What the task requires => Rewrite the records from the line containing "trace --target=rainbow umbrella" through the end, replacing "instance" with "object" and leaving everything else unchanged.

Data for processing =>
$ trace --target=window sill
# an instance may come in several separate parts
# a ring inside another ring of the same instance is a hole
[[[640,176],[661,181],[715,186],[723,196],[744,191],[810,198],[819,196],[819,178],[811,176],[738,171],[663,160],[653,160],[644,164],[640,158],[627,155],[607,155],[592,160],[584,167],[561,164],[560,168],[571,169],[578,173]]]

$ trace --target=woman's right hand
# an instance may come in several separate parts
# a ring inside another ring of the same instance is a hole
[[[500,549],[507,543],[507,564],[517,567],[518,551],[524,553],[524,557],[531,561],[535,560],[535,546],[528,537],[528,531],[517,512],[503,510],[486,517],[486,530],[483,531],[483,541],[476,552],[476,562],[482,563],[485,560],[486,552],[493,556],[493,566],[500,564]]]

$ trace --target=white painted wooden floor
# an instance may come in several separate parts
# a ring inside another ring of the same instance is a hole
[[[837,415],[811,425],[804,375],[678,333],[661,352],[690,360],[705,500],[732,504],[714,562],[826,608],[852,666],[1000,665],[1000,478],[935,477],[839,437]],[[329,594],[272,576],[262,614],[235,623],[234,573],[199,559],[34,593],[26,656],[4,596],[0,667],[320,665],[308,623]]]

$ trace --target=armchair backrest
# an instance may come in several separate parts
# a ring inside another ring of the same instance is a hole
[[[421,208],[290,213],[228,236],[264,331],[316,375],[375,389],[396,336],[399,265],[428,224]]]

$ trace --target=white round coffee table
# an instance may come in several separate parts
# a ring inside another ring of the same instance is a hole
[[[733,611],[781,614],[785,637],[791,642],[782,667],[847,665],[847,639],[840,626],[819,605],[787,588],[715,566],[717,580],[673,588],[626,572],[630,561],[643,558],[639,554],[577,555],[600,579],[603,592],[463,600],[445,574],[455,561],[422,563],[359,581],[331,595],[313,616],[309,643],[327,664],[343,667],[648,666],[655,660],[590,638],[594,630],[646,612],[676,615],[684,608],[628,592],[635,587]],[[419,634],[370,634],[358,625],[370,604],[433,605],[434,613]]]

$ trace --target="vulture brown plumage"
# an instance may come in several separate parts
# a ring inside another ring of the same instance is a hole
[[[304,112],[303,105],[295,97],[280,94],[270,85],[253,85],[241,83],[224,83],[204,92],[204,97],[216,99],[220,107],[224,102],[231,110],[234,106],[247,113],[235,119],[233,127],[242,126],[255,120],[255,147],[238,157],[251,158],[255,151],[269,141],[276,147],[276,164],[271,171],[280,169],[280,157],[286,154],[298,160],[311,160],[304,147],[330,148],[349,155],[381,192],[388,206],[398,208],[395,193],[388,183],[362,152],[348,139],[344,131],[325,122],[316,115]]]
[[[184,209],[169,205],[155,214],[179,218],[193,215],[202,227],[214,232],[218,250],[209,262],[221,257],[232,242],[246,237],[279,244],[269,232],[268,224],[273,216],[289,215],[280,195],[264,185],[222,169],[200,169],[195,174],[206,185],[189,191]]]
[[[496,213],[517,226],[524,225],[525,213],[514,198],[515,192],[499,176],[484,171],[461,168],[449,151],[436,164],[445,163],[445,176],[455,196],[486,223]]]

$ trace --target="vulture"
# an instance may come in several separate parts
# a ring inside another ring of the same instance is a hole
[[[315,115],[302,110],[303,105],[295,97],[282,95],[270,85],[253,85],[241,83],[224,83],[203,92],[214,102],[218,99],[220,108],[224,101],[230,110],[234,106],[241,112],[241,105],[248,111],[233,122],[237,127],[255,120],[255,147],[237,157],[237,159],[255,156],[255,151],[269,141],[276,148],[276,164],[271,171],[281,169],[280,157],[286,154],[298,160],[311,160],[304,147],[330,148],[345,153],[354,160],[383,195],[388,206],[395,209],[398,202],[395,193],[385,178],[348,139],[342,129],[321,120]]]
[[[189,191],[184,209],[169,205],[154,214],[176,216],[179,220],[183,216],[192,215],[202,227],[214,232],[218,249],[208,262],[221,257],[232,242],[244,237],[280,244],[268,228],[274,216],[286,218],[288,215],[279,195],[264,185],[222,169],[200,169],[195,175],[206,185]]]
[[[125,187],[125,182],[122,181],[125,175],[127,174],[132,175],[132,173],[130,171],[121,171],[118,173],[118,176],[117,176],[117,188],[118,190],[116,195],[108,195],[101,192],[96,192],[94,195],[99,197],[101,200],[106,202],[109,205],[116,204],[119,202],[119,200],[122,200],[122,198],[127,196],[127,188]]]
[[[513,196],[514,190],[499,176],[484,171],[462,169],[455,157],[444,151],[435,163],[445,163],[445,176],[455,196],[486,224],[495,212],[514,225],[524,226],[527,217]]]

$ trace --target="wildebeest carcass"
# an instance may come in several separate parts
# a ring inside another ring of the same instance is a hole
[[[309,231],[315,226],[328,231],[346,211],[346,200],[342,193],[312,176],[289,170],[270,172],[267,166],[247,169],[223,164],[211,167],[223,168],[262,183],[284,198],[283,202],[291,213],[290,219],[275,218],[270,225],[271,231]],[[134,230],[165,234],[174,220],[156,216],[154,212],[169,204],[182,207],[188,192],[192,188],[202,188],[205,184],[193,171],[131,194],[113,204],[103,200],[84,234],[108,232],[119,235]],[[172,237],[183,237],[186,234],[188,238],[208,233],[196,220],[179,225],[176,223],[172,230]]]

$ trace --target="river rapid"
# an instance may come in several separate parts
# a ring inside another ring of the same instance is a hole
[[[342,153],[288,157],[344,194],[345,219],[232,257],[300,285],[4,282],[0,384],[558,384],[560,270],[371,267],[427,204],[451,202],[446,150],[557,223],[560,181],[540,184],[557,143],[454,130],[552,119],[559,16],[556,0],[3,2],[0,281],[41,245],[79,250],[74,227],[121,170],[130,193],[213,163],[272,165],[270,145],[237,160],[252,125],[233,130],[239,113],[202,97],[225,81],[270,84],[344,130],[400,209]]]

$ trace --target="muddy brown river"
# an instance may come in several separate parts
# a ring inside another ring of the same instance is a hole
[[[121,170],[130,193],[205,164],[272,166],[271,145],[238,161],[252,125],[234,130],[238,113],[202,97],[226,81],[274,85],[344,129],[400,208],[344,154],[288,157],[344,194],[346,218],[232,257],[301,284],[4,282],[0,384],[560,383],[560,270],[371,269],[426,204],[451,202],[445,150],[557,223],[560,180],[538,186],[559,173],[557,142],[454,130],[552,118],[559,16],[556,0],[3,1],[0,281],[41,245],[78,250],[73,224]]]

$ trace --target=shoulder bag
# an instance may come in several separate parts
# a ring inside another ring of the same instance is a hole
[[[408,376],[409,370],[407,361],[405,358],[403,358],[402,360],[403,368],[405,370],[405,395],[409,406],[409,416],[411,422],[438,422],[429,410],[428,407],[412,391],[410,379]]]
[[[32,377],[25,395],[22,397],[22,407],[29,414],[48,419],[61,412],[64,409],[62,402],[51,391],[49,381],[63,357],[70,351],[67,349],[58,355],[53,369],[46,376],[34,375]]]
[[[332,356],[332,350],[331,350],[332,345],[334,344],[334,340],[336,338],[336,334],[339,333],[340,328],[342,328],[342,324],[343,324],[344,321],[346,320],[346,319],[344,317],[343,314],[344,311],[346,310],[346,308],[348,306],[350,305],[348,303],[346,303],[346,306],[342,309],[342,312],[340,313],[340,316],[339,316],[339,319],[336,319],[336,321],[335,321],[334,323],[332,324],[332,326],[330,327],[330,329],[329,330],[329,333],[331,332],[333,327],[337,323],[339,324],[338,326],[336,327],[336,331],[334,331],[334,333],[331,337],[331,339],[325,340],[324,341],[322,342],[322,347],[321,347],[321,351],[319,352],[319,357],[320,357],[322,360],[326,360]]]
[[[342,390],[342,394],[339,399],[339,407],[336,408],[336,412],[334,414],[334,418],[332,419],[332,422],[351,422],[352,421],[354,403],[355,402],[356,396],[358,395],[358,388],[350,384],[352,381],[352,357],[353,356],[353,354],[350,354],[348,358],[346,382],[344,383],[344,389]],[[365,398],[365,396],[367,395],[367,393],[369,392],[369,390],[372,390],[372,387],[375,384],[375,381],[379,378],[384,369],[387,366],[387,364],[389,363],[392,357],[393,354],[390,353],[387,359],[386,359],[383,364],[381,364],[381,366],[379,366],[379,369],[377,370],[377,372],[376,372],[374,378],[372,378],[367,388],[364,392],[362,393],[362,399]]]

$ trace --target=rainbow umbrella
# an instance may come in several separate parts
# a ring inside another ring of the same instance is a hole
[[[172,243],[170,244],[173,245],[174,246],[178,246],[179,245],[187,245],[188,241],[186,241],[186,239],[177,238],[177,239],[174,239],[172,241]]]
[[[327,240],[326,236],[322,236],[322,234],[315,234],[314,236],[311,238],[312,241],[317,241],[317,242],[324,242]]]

Solved problem =>
$ trace --target=rainbow umbrella
# an object may come in several separate parts
# a ring inside another ring of the same object is a hole
[[[172,243],[170,244],[173,245],[174,246],[178,246],[179,245],[187,245],[188,241],[186,241],[186,239],[177,238],[177,239],[174,239],[172,241]]]
[[[327,240],[326,236],[322,236],[322,234],[315,234],[314,236],[311,238],[312,241],[317,241],[317,242],[324,242]]]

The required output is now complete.